Task> Looking at the entries below, state how many lines contain the word "wooden". Give the number alone.

---------------

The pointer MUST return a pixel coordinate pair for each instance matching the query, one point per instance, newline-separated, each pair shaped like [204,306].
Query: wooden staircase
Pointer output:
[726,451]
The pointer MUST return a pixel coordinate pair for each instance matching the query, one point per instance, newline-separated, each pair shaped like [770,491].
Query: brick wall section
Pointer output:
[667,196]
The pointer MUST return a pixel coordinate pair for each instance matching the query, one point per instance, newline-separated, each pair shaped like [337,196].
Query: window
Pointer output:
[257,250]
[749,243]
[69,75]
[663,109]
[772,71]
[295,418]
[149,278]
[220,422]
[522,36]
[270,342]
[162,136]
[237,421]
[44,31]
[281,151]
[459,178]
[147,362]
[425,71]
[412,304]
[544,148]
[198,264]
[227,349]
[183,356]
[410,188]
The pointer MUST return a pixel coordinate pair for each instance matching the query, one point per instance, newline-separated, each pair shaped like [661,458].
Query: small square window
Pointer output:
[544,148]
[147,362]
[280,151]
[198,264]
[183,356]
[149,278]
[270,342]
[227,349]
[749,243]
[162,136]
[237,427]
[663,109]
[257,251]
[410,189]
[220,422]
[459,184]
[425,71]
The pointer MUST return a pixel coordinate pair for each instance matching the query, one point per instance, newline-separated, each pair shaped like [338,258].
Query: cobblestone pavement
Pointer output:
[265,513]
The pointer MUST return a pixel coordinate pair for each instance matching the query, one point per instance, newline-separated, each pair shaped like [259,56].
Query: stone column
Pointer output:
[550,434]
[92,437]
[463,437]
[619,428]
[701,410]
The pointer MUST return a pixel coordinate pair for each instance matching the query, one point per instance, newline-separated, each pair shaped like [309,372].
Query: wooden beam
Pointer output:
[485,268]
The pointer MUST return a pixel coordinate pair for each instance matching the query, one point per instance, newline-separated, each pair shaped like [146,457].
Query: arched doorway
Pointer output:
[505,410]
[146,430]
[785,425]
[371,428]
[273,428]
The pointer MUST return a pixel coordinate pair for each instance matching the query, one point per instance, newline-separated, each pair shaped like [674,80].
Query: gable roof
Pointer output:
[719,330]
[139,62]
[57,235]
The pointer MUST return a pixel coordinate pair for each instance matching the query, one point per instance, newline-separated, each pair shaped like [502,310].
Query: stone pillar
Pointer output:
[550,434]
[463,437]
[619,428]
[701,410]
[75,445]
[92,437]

---------------

Problem solution> 2